## [GIVEN ENTRIES]
════════════════

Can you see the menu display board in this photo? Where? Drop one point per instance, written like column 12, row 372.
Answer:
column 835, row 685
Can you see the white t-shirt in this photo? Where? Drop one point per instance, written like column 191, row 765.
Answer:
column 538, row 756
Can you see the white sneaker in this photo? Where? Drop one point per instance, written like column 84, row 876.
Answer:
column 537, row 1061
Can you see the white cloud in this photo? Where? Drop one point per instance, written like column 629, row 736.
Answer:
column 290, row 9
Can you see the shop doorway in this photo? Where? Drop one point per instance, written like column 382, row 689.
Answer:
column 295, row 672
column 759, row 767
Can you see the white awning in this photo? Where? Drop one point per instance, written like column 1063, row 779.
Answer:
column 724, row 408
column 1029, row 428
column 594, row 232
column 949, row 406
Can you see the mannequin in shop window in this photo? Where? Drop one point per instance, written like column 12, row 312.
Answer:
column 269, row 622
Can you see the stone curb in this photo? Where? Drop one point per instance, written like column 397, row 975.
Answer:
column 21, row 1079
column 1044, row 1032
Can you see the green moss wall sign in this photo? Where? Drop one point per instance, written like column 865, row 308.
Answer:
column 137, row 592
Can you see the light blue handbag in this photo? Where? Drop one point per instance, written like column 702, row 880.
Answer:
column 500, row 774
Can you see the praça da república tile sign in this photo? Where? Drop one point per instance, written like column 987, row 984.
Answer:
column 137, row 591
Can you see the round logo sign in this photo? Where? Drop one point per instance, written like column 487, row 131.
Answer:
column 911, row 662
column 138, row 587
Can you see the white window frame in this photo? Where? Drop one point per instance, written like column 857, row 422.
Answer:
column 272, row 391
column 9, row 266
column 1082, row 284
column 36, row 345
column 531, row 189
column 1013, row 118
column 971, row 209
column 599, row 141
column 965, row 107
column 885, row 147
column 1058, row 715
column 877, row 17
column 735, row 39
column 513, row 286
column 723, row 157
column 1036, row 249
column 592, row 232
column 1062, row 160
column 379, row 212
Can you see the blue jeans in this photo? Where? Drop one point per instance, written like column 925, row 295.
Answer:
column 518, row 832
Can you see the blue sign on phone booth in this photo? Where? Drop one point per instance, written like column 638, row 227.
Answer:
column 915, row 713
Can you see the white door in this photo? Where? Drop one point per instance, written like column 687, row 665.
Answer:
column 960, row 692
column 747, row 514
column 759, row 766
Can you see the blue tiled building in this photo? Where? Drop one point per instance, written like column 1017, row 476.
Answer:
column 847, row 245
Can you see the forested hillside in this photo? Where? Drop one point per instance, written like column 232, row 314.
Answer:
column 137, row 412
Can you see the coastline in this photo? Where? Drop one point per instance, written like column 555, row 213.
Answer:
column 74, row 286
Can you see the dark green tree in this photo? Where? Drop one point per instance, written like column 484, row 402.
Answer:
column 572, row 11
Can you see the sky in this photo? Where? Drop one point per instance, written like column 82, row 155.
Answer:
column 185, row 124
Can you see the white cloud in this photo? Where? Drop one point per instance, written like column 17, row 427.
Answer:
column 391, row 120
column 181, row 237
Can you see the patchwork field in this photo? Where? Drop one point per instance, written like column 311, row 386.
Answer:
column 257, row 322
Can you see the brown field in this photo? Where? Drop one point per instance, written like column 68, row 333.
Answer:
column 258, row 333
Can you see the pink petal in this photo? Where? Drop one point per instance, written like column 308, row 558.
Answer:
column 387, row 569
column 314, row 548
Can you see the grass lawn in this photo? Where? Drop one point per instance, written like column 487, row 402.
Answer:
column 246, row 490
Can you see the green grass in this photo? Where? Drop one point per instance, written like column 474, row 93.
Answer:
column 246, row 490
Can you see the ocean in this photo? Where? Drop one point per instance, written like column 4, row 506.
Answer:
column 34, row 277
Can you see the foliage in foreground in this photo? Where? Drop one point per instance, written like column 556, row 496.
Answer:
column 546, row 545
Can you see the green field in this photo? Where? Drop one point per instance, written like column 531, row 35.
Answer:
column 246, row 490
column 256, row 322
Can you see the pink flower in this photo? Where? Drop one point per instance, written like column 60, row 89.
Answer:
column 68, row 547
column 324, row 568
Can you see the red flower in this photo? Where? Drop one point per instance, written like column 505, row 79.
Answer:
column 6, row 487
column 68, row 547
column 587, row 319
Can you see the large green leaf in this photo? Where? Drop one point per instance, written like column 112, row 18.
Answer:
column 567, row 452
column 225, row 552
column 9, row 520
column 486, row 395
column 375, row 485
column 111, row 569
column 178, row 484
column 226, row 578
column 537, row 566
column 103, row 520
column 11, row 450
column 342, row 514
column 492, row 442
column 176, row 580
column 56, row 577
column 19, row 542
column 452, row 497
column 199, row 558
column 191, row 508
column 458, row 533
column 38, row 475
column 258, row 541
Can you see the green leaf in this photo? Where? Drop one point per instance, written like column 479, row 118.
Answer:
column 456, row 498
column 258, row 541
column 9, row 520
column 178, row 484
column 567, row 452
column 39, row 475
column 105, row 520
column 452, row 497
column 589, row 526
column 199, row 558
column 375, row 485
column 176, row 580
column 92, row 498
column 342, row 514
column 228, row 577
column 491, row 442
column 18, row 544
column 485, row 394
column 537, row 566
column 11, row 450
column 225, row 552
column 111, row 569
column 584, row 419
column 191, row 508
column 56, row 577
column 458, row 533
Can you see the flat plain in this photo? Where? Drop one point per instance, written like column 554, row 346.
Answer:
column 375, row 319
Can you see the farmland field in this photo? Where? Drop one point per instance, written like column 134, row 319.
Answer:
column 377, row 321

════════════════

## [WRITTEN TASK]
All of the data shown above must be copied exactly.

## [SOLUTION BELOW]
Can you see the menu display board in this photo? Where? Drop one point per instance, written like column 12, row 372.
Answer:
column 835, row 685
Can you see the white t-shirt in this photo? Where? Drop one point per instance, written like column 191, row 765.
Answer:
column 538, row 756
Can you see the white sneaker in this photo? Where? Drop one point per instance, written like column 84, row 876.
Answer:
column 537, row 1061
Can you see the white cloud in this photo? Where? Drop one point per instance, written like column 629, row 736.
Answer:
column 290, row 9
Can you see the shop doorway in this photo? Where? Drop one point per instance, written like column 382, row 689.
Answer:
column 295, row 672
column 759, row 767
Can you see the white awning in this photo? Where? Drop one point per instance, written like column 1063, row 779.
Answer:
column 724, row 408
column 1029, row 428
column 594, row 232
column 949, row 406
Can you see the mannequin in shop window in this photo? Where? Drop one point per instance, written like column 12, row 312.
Answer:
column 269, row 622
Can you see the stone curb in this photo? Where? Drop one point per instance, written like column 397, row 975.
Answer:
column 21, row 1079
column 1044, row 1032
Can you see the green moss wall sign in this photo? Where? Drop one point per instance, written like column 865, row 308.
Answer:
column 137, row 592
Can you see the light blue handbag in this photo? Where? Drop one point per instance, written like column 702, row 880.
Answer:
column 500, row 774
Can you see the praça da república tile sign in this photo? Where? Drop one point per instance, written like column 987, row 984.
Answer:
column 137, row 591
Can you see the round logo sign in this photo? Where? Drop one point per instance, written like column 487, row 131.
Answer:
column 911, row 662
column 138, row 587
Can you see the white window frame in this photo? Where? Drop one point per instance, written like column 857, row 422.
Answer:
column 272, row 391
column 9, row 266
column 1082, row 284
column 36, row 345
column 531, row 189
column 1013, row 118
column 971, row 209
column 599, row 141
column 965, row 107
column 885, row 147
column 1058, row 715
column 877, row 17
column 735, row 39
column 513, row 286
column 723, row 157
column 1036, row 249
column 592, row 232
column 1062, row 160
column 379, row 212
Can you see the blue jeans in this photo? Where? Drop one point per instance, written like column 925, row 295.
Answer:
column 518, row 832
Can you see the blue sign on phone booth in this photo? Where? Drop one point per instance, written like column 638, row 227.
Answer:
column 915, row 713
Can you see the white door in this photo? Where? Drop one point per instance, written like column 687, row 665.
Answer:
column 960, row 692
column 747, row 514
column 759, row 766
Can you see the blue tiled building in this photo? Where? Drop one point per instance, written like column 1017, row 476.
Answer:
column 847, row 245
Can you see the forested hillside in this photo? Where? Drop one point per instance, written like column 232, row 314.
Answer:
column 137, row 412
Can you see the coastline in this photo? Where? Drop one point per instance, written like column 555, row 213.
Answer:
column 74, row 286
Can you see the dark green tree in this photo? Where? Drop one point per instance, written like column 484, row 402.
Answer:
column 572, row 11
Can you see the sky in this photo? Where? Drop one point per instance, written like column 82, row 155.
Answer:
column 185, row 124
Can you see the white cloud in this photo? Where? Drop one point per instance, written like column 17, row 427.
Answer:
column 391, row 120
column 181, row 237
Can you see the patchwork field in this photo? Where? Drop one point per instance, written like column 311, row 386.
Answer:
column 257, row 322
Can you see the brown field in this photo? Where? Drop one point per instance, written like column 68, row 333.
Answer:
column 258, row 333
Can you see the pink petal in this photo? Where? Drop one point per instance, written like column 308, row 558.
Answer:
column 387, row 569
column 314, row 548
Can you see the grass lawn in this photo? Where? Drop one point per instance, written like column 487, row 402.
Answer:
column 246, row 490
Can you see the green grass in this photo? Where? Drop one point per instance, written like column 474, row 93.
Answer:
column 246, row 490
Can you see the ocean in this photo? Where? Drop one point per instance, written like column 4, row 506.
Answer:
column 34, row 277
Can you see the foliage in foreground in this photo? Where? Drop one point per instance, written like column 556, row 496.
Answer:
column 546, row 545
Can you see the green field in this photo? Where? Drop one point per instance, written like column 531, row 35.
Answer:
column 246, row 490
column 256, row 322
Can you see the pink flower in this photo? Where? Drop one point per instance, written like column 60, row 89.
Answer:
column 68, row 547
column 324, row 568
Can you see the red flower in this photo? Where? Drop one point per instance, written like column 505, row 79.
Answer:
column 6, row 487
column 68, row 547
column 587, row 319
Can you see the large green leaf in this photo? Where? Drop one point per instance, written like column 112, row 18.
Answer:
column 567, row 452
column 225, row 552
column 9, row 520
column 486, row 395
column 375, row 485
column 111, row 569
column 178, row 484
column 226, row 578
column 537, row 566
column 103, row 520
column 11, row 450
column 342, row 514
column 492, row 442
column 176, row 580
column 56, row 577
column 19, row 542
column 452, row 497
column 199, row 558
column 191, row 508
column 458, row 533
column 38, row 475
column 258, row 541
Can you see the green leaf in this photo? Where? Drop one point per instance, written like column 479, row 118.
Answer:
column 456, row 498
column 258, row 541
column 9, row 520
column 178, row 484
column 567, row 452
column 39, row 475
column 105, row 520
column 452, row 497
column 589, row 526
column 199, row 558
column 375, row 485
column 176, row 580
column 92, row 498
column 342, row 514
column 228, row 577
column 491, row 442
column 18, row 544
column 485, row 394
column 537, row 566
column 11, row 450
column 225, row 552
column 111, row 569
column 584, row 419
column 191, row 508
column 56, row 577
column 458, row 533
Can you see the flat plain in this photo? Where? Drop one point per instance, written like column 554, row 346.
Answer:
column 375, row 319
Can you see the farmland field in this photo? Where? Drop one point per instance, written like column 134, row 319.
Answer:
column 377, row 321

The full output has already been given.